[LIST OF TASKS]
1. In the forum thread on talkative types, duplicate the passage starting with "From my experience, I'd" and going on through "(Aug 7, 2017)".
2. Name every username that appears as a poster's heading in the forum thread on talkative types.

[GIVEN PASSAGE]
* begin *
# What's the most talkative type?



## atamagasuita (May 15, 2016)

And the least talkative type?


----------



## Westy365 (Jun 21, 2012)

Well, I'd say ENFJs and ENTPs are among the most talkative types (though how talkative one is depends more on personality, who one is talking to, the conversation topic, and the setting). As far as least talkative types, I'd say INFJ, INFP, ISTP, and INTJ. But that's just in general—there are a lot of factors to take into account, and different people are different.


----------



## Aeros (Sep 29, 2017)

depends on what you define "talkative" as.. i'm an INTP and I tend to avoid people and talking as much as possible... but get me a subject i'm passionate about and most likely I wont shut up till its changed, I leave, you leave, or you ductape my mouth.


----------



## Jaune (Jul 11, 2013)

From my experience, I'd say ENxP and ENFJ are most talkative, and IxTP, INFP, and INTJ are least talkative in real life.


----------



## Rydori (Aug 7, 2017)

Extroverts are most likely are going to be talkative than Introverts, but other than that it highly depends on the situation. An ESFP will blabber about their holiday experience at the Bahamas, but if the topic changed to like quantum physics, the ENTP will blabber non stop on it while the ESFP will become more silent. IMO, other than whether someone is an extrovert/introvert, type doesn't determine who will be a chatterbox.

Hell, even at times an Introvert may be more chatty than an Extrovert because if I recall, what differentiated between the two is that Extroverts obtain energy from being with people, while Introverts lose energy over time. An Introvert can be quite outgoing and talkative while an Extrovert be quite silent at times. So yeah this question has no effect on whether some is a certain or type but rather more on the person itself


----------



## Cherry (May 28, 2017)

Most - Any of the *E*xtravert types

Least - IXTJ from experience

But I reckon it would highly depend on the individual and where they sit on the introversion/extroversion spectrum and what motivates them, socially.
* end *
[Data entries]
* begin *
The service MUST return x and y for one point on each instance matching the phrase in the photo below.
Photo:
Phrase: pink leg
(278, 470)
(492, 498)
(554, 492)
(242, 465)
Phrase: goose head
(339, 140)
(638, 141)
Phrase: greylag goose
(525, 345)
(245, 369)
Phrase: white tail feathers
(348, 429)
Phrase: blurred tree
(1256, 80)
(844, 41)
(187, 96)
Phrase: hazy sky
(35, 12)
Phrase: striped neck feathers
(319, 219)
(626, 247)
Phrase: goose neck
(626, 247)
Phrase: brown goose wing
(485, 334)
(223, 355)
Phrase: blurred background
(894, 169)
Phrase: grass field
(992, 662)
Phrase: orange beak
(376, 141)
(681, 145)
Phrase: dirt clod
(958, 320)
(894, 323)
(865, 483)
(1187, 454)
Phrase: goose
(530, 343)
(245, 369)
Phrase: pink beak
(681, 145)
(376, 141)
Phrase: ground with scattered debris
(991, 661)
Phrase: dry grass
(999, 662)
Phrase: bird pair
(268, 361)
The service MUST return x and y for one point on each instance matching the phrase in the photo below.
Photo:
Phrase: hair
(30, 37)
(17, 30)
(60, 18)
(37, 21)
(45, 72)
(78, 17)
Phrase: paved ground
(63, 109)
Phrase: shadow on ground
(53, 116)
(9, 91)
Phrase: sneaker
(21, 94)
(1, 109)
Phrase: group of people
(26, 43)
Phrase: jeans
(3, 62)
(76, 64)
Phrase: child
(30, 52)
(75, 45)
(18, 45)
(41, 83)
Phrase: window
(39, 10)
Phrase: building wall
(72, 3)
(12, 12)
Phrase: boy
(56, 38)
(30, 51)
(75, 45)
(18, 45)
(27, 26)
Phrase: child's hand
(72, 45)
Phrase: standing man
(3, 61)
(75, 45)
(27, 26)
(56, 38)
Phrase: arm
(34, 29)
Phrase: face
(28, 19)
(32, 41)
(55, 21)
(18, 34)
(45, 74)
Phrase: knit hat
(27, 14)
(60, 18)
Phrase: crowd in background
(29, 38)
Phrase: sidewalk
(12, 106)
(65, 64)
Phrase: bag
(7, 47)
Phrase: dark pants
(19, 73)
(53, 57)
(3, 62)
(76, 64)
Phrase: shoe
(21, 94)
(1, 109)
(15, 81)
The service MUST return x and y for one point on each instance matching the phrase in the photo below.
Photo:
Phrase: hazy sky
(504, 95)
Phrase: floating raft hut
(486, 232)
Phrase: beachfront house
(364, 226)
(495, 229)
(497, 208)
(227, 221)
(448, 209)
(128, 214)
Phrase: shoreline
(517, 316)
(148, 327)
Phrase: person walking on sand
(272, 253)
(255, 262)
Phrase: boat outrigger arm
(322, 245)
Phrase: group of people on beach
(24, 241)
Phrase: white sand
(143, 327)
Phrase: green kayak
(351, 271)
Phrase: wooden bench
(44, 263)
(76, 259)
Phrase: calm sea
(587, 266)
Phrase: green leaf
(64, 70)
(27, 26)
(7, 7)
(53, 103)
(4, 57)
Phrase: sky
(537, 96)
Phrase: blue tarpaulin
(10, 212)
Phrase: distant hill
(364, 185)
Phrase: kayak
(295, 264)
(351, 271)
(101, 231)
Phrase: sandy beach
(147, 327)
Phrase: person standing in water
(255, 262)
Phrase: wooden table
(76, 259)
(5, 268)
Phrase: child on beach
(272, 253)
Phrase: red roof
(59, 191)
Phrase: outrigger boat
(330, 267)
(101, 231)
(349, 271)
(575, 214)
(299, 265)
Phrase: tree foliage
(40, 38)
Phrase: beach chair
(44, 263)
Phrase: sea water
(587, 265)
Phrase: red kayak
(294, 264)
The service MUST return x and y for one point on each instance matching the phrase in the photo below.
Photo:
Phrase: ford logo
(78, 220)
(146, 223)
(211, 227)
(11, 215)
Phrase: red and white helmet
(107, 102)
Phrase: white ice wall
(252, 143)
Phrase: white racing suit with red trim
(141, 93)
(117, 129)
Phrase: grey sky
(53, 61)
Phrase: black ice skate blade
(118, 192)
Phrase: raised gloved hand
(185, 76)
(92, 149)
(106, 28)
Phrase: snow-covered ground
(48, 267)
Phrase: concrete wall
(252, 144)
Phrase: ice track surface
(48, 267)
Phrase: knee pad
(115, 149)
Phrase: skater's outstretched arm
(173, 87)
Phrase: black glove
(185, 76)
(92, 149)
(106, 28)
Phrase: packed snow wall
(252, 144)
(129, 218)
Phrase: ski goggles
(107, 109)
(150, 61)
* end *
[WORKED ANSWERS]
1.
From my experience, I'd say ENxP and ENFJ are most talkative, and IxTP, INFP, and INTJ are least talkative in real life.


----------



## Rydori (Aug 7, 2017)

2.
atamagasuita
Westy365
Aeros
Jaune
Rydori
Cherry